[start of Selected extract]

11-27 APRIL 2008
MANY VENUES - GLASGOW

The 2008 Gi Festival runs from 11 – 27 April 2008 in its new biennal format and features a programme packed with exhibitions, installations, talks, tours and events in over 30 different sites across the city. Glasgow international – the Gi Festival – is the city of Glasgow’s curated and commissioning Festival of Contemporary Visual Art. The Festival aims to provide a platform for the best of contemporary visual arts, including newly commissioned work by respected and established artists as well as fresh work by emerging talent, shown in grassroots spaces across the city for the first time.

Gi hosts exhibitions, seminars, artists’ talks and events that have been specifically developed for the Festival, in addition to further collaborations throughout the city that reflect Glasgow’s capacity to exhibit internationally significant art. Gi is THE event in the Scottish cultural calendar for attracting major international collectors and curators to Scotland and has proved to have the cache to be able to attract significant artists to participate in the festival and underline why Glasgow’s contemporary art scene is recognised globally as one of the most exciting today. Under the curatorship of Francis McKee, 2008 sees Gi Festival evolve into its new biennial format.

[end of Selected extract]

#### Set problem A:
Show each line of the records that contains the string "Query", matching its case exactly.
The Gi Festival text and the records have nothing to do with each other.

[start of Data provided]

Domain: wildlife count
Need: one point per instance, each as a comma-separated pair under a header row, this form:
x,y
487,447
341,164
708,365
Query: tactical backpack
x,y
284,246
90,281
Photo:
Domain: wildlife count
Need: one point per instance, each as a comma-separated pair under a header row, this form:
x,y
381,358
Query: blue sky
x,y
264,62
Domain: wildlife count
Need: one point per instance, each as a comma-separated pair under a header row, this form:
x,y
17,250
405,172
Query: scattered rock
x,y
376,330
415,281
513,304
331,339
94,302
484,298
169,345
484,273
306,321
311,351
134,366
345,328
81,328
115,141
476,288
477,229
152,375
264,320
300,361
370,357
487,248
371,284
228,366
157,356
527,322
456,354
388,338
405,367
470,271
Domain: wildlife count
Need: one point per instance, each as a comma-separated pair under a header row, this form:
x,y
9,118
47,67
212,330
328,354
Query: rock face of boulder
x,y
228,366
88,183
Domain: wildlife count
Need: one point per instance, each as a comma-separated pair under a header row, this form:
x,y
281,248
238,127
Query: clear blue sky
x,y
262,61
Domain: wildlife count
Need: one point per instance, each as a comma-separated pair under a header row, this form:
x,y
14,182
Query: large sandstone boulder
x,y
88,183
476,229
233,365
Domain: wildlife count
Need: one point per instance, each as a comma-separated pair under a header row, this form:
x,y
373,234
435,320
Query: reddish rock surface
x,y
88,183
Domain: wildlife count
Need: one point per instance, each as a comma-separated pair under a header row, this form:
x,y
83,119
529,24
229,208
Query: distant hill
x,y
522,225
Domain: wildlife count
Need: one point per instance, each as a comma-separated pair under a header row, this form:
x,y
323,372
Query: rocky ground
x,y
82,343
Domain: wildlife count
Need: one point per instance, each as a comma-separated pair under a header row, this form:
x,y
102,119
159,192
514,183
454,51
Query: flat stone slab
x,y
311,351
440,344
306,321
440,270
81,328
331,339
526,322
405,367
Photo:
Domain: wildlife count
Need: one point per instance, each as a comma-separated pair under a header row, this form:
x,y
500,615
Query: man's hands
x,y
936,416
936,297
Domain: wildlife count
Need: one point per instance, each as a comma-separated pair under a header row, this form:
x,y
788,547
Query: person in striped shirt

[end of Data provided]

#### Set problem B:
According to the Gi Festival text, who curated the 2008 festival?

#### Worked answer A:
Query: tactical backpack
Query: blue sky
Query: scattered rock
Query: rock face of boulder
Query: clear blue sky
Query: large sandstone boulder
Query: reddish rock surface
Query: distant hill
Query: rocky ground
Query: flat stone slab
Query: man's hands
Query: person in striped shirt

#### Worked answer B:
Francis McKee